━━━ GIVEN INFORMATION ━━━

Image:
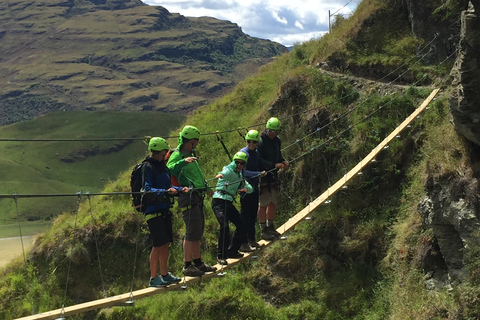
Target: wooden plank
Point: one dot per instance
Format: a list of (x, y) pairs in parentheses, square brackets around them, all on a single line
[(340, 183), (142, 293)]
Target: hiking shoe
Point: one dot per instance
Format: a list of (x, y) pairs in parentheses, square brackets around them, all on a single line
[(266, 235), (157, 282), (235, 255), (170, 278), (206, 268), (253, 244), (245, 247), (192, 271), (273, 232)]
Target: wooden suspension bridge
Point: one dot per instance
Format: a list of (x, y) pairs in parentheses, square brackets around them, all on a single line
[(127, 298)]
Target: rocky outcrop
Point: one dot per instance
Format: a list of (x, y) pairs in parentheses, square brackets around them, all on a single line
[(465, 97), (451, 209), (439, 29)]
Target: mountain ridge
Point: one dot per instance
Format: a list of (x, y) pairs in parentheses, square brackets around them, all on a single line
[(119, 55)]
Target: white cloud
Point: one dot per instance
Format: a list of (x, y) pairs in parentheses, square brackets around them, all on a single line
[(299, 25), (286, 21), (281, 20)]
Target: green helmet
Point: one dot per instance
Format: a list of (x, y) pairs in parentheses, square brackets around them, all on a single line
[(252, 135), (240, 156), (273, 124), (190, 132), (158, 144)]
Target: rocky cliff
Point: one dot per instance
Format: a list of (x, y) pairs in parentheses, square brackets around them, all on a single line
[(117, 55)]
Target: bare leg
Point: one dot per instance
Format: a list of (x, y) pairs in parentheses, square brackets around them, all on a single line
[(191, 248), (271, 210), (159, 254), (262, 214)]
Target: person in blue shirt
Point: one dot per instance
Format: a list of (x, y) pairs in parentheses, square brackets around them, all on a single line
[(249, 202), (157, 185), (230, 182)]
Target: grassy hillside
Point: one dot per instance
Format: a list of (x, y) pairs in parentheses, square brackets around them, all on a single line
[(117, 55), (360, 257), (50, 167)]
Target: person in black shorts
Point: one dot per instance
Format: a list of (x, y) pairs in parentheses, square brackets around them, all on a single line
[(157, 185)]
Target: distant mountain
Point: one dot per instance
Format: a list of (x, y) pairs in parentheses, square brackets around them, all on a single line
[(117, 55)]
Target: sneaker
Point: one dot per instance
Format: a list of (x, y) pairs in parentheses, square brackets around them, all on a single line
[(206, 268), (273, 232), (170, 278), (235, 255), (157, 282), (245, 247), (266, 235), (253, 244), (192, 271)]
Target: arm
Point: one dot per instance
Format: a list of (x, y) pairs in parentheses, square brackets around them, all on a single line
[(176, 163), (246, 187)]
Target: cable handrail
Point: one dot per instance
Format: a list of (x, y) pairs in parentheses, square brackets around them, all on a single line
[(287, 226)]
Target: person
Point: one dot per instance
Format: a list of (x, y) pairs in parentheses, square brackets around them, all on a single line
[(230, 181), (269, 158), (156, 183), (184, 167), (249, 202)]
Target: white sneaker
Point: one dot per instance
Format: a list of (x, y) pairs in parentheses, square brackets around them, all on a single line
[(246, 248)]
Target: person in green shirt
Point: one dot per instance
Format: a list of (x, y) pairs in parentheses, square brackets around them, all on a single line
[(230, 182), (183, 165)]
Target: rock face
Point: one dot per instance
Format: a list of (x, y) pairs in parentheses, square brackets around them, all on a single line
[(450, 208), (464, 101), (118, 55), (440, 28)]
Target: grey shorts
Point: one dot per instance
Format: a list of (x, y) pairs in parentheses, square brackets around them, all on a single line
[(268, 196), (193, 215)]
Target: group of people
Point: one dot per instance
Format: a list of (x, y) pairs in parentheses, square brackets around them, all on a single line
[(252, 173)]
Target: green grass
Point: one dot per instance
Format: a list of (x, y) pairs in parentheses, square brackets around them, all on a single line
[(37, 167), (353, 260)]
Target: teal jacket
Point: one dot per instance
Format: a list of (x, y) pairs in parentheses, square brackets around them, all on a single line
[(231, 182), (187, 174)]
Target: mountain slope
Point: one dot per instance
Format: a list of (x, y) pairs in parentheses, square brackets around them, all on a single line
[(117, 55), (370, 253)]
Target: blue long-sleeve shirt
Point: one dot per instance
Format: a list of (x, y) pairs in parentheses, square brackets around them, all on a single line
[(159, 185)]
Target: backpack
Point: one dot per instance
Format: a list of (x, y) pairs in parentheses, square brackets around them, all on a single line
[(136, 185), (173, 179)]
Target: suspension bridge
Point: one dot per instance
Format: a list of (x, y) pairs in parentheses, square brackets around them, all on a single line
[(129, 298)]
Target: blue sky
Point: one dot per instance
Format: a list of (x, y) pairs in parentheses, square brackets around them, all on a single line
[(285, 21)]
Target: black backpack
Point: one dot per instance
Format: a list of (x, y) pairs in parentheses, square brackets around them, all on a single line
[(136, 184)]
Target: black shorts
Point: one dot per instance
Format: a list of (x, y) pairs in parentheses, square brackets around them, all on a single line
[(161, 229)]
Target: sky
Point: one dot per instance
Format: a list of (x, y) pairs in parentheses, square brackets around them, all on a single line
[(288, 22)]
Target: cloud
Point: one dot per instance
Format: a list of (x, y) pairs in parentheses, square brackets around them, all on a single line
[(286, 21)]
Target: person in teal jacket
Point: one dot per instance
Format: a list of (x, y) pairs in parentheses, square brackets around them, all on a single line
[(230, 182), (184, 167)]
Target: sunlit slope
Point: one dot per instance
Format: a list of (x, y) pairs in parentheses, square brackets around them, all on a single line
[(34, 167)]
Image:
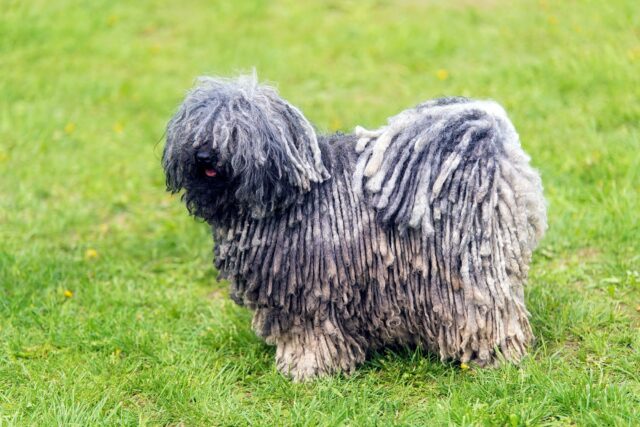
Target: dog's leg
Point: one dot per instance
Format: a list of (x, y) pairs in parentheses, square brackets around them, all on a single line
[(311, 351)]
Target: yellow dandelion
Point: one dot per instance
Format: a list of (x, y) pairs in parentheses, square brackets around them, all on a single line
[(442, 74), (118, 127), (91, 254), (69, 128)]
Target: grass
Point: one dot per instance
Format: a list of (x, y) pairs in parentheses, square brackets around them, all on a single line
[(110, 311)]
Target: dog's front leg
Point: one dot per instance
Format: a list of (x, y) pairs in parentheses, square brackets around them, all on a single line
[(309, 351)]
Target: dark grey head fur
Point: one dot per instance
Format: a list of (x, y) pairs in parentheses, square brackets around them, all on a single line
[(263, 150)]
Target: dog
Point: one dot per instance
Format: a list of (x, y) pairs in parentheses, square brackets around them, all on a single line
[(419, 233)]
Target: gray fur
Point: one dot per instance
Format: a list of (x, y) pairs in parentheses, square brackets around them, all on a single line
[(419, 233)]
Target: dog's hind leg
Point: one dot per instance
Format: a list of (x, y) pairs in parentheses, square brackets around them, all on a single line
[(310, 351)]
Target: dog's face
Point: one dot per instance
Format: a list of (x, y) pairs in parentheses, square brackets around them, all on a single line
[(235, 146)]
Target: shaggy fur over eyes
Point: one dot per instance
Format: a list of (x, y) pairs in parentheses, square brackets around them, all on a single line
[(418, 233)]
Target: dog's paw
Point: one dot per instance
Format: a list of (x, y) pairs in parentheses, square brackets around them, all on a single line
[(300, 367)]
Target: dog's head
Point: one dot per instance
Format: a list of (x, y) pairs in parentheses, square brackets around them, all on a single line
[(235, 145)]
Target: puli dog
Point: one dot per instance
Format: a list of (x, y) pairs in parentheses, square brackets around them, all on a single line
[(418, 233)]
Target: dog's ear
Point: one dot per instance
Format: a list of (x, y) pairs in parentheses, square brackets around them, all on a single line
[(270, 148)]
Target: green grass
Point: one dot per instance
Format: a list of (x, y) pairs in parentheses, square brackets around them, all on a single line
[(149, 336)]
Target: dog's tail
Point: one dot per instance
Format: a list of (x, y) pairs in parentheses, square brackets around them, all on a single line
[(454, 169)]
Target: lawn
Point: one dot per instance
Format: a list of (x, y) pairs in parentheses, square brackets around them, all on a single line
[(110, 310)]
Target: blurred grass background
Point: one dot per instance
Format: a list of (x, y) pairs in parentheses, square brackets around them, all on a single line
[(110, 311)]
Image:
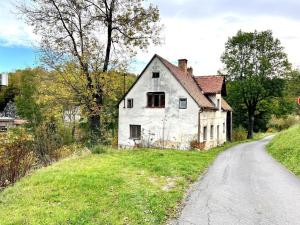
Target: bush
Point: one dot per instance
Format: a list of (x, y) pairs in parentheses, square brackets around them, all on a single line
[(197, 145), (280, 124), (239, 134), (99, 149), (16, 156)]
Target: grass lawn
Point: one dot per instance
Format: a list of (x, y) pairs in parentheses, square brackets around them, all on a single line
[(117, 187), (285, 148)]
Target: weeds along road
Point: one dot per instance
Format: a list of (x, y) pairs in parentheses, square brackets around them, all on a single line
[(244, 186)]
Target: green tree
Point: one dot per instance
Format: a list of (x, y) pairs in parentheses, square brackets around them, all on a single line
[(94, 36), (256, 65), (8, 93)]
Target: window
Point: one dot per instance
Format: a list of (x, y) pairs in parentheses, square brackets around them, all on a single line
[(130, 103), (182, 103), (204, 133), (156, 99), (135, 132), (155, 75), (211, 132)]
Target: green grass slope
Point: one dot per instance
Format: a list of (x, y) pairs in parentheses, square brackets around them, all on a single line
[(285, 148), (119, 187)]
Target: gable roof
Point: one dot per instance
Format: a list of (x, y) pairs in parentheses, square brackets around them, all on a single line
[(188, 83), (210, 84), (193, 85)]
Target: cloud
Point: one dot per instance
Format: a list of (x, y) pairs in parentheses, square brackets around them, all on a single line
[(202, 40), (194, 29), (212, 8), (14, 32)]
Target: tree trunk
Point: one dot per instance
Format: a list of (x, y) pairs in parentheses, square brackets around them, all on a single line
[(250, 124), (108, 47), (94, 122)]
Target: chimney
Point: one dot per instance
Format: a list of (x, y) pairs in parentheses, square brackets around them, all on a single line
[(182, 64), (190, 71)]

━━━

**EXERCISE DIRECTIONS**
Can you recast the stretch of the material from the line containing "Target: white sneaker" through the line containing "[(231, 182), (187, 174)]" as a numbered list, with any blank lines left out?

**OUTPUT**
1. Target: white sneaker
2. Point: one dot per instance
3. Format: a list of (x, y) pairs in parentheses, square brackets around them, all on a single line
4. [(246, 248)]
5. Target: person in green shirt
6. Point: one dot per instance
7. Format: a list of (x, y) pairs in parentheses, square brackets around them, all on a single line
8. [(230, 182), (183, 165)]
9. Target: rock face
10. Point: one dot per instance
11. Format: a list of (x, y) pairs in parentheses, square brackets around them, all on a single line
12. [(450, 208), (464, 101), (118, 55), (440, 28)]
13. Target: grey shorts
14. Point: one dot per instance
15. Format: a list of (x, y) pairs in parentheses, square brackets around them, all on a single line
16. [(268, 196), (193, 215)]
17. Target: group of people
18. Point: one dot per instance
19. Format: a list of (x, y) pairs in parentheses, square brackets around them, all on a single line
20. [(252, 173)]
21. Target: green grass
22. Point: one dot per instance
23. Format: a list of (x, y) pairs in parentheses, square brackets around them, all on a single line
24. [(37, 167), (353, 260)]
25. Target: teal jacket
26. Point: one dot per instance
27. Format: a list of (x, y) pairs in parentheses, square brackets around them, all on a single line
28. [(231, 182), (187, 174)]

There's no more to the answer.